■ **WORK TO COMPLETE**:
(1) Answer these questions from the article on venture capital investment in Scotland:
(a) How many of the first-quarter 2023 deals involved Edinburgh businesses?
(b) How much did Causeway Therapeutics raise?
(c) What total was invested in Scotland last year?
(2) Write the next part of the article on venture capital investment in Scotland, following on from its final paragraph.

The value of and volume of venture capital (VC) investment into Scottish businesses slumped in the opening quarter of 2023, as economic conditions started to make investors more cautious about investments north of the border, according to the latest figures from KPMG UK.

Scottish scaleups saw 14 deals completed in the first three months of this year, raising around £70 million – the lowest raised by Scottish businesses in the opening quarter of a year since 2020.

Eight deals involved Edinburgh businesses, with six involving Glasgow based firms according to KPMG’s latest Venture Pulse Report.

Standout deals completed this year include Edinburgh-based fintech firm DirectID, which provides data to optimise credit and risk decisions. It attracted a €9 million minority investment from IKEA’s investment arm, Ingka Investments. Elsewhere £9 million was raised by Causeway Therapeutics, a University of Glasgow spin-out specialising in tendon disease.

During the same quarter in 2022, £181 million was raised across 41 deals and a record total of £700 million was invested in Scotland last year, despite investments dipping elsewhere across the UK, particularly in London.

Those strong volumes are unlikely to be repeated this year, as investor hesitancy has crept into the Scottish deals market, and activity returns to levels seen before the pandemic, according to KPMG.

Amy Burnett, KPMG Private Enterprise Senior Manager in Scotland, said: “As a result of the pandemic and the substantial changes ushered in by businesses and consumers, 2021 and 2022 saw a large appetite for VC investment into Scottish innovation and our fast-growth businesses. This was a bit of an outlier period, and what we are starting to see now is VC investment returning to normal levels, albeit compounded by a challenging economic environment. The dynamic of the two factors together is making the disparity even bigger, but investor sentiment in the UK is starting to turn slightly with some cautious positivity that the worst of the market turbulence might be over.”

■ **LISTED ENTRIES**:
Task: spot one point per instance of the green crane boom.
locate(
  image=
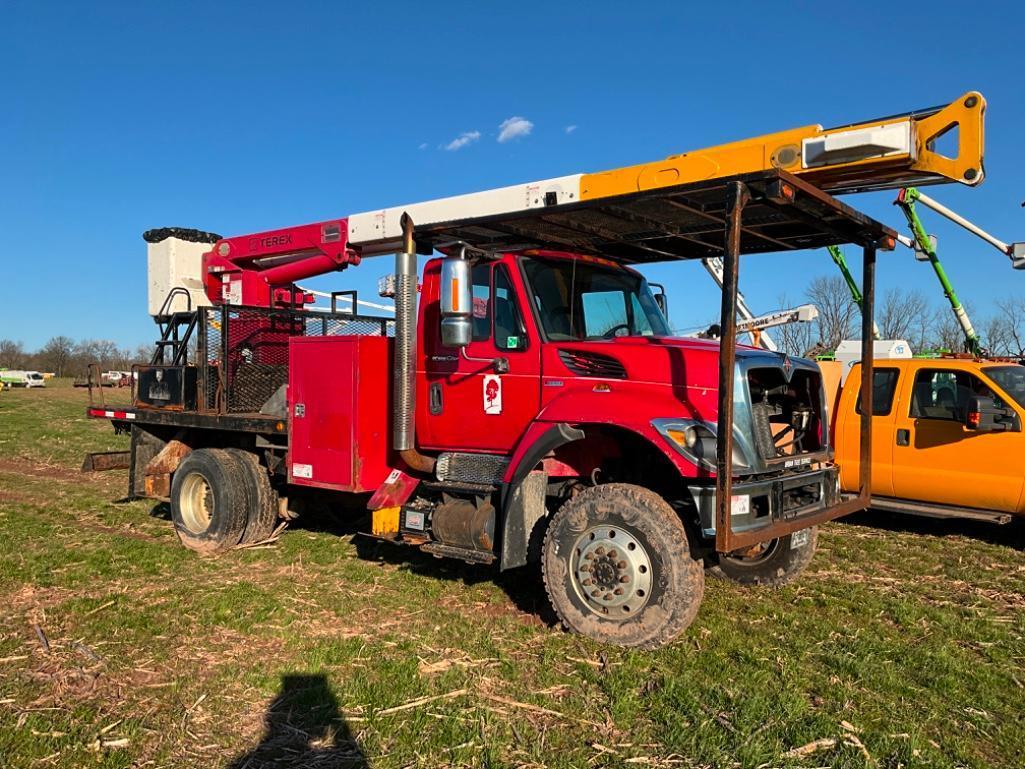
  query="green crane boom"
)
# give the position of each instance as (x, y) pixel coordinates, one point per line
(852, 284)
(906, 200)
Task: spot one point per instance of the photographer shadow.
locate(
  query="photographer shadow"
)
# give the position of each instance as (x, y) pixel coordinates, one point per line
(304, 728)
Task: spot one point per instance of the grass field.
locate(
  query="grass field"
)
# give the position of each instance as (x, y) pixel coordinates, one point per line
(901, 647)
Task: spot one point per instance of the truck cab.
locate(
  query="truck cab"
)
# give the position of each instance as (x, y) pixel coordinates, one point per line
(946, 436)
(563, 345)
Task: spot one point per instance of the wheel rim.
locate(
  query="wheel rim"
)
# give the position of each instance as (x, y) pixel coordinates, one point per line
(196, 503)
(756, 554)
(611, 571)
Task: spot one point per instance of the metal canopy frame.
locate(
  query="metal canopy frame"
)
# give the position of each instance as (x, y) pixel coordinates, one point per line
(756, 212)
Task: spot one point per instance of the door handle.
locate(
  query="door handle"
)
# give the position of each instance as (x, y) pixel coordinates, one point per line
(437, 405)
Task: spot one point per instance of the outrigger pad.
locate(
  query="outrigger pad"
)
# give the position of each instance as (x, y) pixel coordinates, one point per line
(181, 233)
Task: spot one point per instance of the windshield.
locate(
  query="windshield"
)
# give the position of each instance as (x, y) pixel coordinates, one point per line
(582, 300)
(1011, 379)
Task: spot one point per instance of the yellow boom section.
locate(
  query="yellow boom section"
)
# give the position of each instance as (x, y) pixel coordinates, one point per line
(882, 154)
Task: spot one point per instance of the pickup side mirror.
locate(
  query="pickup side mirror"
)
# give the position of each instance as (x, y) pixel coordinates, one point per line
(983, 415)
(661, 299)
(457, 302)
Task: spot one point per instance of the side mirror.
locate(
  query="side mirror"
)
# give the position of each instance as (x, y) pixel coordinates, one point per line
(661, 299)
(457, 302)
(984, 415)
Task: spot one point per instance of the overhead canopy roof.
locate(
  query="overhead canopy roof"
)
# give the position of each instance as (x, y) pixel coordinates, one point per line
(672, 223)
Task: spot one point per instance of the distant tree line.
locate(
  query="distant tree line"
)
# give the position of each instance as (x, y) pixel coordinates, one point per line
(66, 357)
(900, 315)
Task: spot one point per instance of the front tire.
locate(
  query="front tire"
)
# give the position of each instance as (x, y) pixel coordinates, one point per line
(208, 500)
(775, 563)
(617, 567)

■ **EXERCISE ANSWERS**:
(1)
(a) Eight.
(b) £9 million.
(c) A record £700 million.

(2)
Graeme Williams, head of corporate finance M&A for Scotland, KPMG UK, said: “The dip we’re seeing isn’t a trend confined to Scotland, as our data shows market uncertainty has caused VC investment to plummet across the UK and indeed globally. As the cost-of-living crisis continues, investors are increasingly turning away from those sectors that rely on consumer spend to drive growth and doubling down on investments in sectors where technology is addressing big macro trends such as health tech and ESG. While VC investment is expected to remain soft over the next few months, we are expecting that some renewed activity will be seen in the second half of the year.”

Glasgow-based blood test pioneer Dxcover secured almost £10 million in Series A and grant financing during Q1 to fund the development of its pioneering blood test to detect cancer at an early stage. Founder and Chief Technical Officer at Dxcover, Prof. Matthew J. Baker, said: “The investment marks a very significant funding milestone in our mission to detect cancer early and improve survival and quality of life for patients.”